◆ Problem details: Quote word for word the part of the forum thread on service dog training that falls between "# Service Dog" and "a nice day.", inclusive.

◆ Supplied text:
##############################

# Service Dog Training?



## NinjaPaws (10 mo ago)

Hello, how's everyone doing? Plenty of holes on your hands yet? 🤣

I'm just about to go release the land shark for potty and play. However I thought to come here ask a question first. 

I know this is WAY premature, but I like to be informed and plan for the future. My circumstances are going to change again, and my elderly parents will be moving in with me. It got me thinking if a SL GSD would make a good "service" dog. What do you think? I'm mostly thinking of having him signal falls, or help counterbalance, assist with opening doors, or pick up objects. Would this be feasible to make him a guardian to his grandparents? And if so, does anyone know where to find training resources for training a "service" dog? I'm not in the US, I'd really have to do it myself, unfortunately. 

Wishing you and your pups a nice day.
Thanks for your insights.


----------



## Rionel (Jun 17, 2020)

Here's an example in my state, but in your area there's possibly a similar outfit. ICAN offers several tracts of training. What you're describing sounds like mobility assistance.





__





Accredited Service Dog Training & Placement | ICAN


Our accredited service dog training and Indiana placement program provides safety, friendship, and independence for children and adults with disabilities.

##############################

Pointing dataset excerpts
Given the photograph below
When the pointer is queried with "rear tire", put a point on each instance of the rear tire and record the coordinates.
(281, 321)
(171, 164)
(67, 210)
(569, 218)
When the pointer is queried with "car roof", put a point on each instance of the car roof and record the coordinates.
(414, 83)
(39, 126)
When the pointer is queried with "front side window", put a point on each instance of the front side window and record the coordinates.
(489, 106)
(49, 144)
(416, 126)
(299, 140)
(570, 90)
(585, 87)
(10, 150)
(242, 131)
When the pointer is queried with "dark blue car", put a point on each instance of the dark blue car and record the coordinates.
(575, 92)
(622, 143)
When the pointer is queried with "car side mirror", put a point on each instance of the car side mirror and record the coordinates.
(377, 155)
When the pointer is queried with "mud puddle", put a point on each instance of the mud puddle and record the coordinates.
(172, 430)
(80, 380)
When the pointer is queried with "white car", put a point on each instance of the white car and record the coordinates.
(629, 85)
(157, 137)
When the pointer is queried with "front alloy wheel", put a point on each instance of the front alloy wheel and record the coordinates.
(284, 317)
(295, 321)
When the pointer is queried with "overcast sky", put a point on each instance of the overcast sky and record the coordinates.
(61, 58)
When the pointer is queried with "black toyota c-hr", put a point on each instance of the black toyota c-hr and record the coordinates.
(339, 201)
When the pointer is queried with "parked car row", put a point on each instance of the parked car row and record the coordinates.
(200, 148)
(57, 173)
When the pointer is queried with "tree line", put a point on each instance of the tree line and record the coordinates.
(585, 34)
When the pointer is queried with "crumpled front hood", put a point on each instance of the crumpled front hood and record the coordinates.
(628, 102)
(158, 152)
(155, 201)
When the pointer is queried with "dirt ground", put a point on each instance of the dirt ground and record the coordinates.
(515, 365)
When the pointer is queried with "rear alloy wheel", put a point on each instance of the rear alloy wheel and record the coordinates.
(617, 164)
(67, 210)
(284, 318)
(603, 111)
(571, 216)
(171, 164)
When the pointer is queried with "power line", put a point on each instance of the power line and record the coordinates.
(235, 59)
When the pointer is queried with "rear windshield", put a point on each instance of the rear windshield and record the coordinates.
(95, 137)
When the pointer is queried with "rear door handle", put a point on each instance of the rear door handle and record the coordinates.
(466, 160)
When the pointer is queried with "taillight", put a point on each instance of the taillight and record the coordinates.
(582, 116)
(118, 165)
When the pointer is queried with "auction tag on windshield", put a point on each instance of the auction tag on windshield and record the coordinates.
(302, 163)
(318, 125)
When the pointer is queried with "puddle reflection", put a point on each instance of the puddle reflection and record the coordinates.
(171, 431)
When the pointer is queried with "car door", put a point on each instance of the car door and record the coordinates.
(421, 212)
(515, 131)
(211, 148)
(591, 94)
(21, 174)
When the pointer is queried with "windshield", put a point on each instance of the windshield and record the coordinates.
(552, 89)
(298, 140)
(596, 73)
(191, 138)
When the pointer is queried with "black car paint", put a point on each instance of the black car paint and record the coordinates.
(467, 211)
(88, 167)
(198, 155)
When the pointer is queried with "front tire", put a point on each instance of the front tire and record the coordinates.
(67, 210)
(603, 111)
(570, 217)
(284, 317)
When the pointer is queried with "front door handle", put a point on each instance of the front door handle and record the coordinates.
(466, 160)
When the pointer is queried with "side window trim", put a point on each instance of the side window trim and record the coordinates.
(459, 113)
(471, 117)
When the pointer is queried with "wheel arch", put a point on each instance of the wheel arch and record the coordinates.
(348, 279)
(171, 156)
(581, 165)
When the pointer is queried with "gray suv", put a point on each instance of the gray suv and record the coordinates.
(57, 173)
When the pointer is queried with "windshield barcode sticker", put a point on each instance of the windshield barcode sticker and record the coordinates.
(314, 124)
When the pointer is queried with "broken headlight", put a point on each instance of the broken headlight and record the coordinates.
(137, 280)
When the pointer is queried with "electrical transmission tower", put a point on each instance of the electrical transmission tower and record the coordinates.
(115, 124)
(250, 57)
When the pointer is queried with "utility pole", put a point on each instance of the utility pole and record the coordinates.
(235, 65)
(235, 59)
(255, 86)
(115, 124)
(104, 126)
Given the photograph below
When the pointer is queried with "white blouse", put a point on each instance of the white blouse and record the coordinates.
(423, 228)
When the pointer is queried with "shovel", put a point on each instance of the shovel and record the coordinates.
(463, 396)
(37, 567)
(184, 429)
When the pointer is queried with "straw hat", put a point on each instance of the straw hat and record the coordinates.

##############################

◆ Answer to the exercise:
# Service Dog Training?



## NinjaPaws (10 mo ago)

Hello, how's everyone doing? Plenty of holes on your hands yet? 🤣

I'm just about to go release the land shark for potty and play. However I thought to come here ask a question first. 

I know this is WAY premature, but I like to be informed and plan for the future. My circumstances are going to change again, and my elderly parents will be moving in with me. It got me thinking if a SL GSD would make a good "service" dog. What do you think? I'm mostly thinking of having him signal falls, or help counterbalance, assist with opening doors, or pick up objects. Would this be feasible to make him a guardian to his grandparents? And if so, does anyone know where to find training resources for training a "service" dog? I'm not in the US, I'd really have to do it myself, unfortunately. 

Wishing you and your pups a nice day.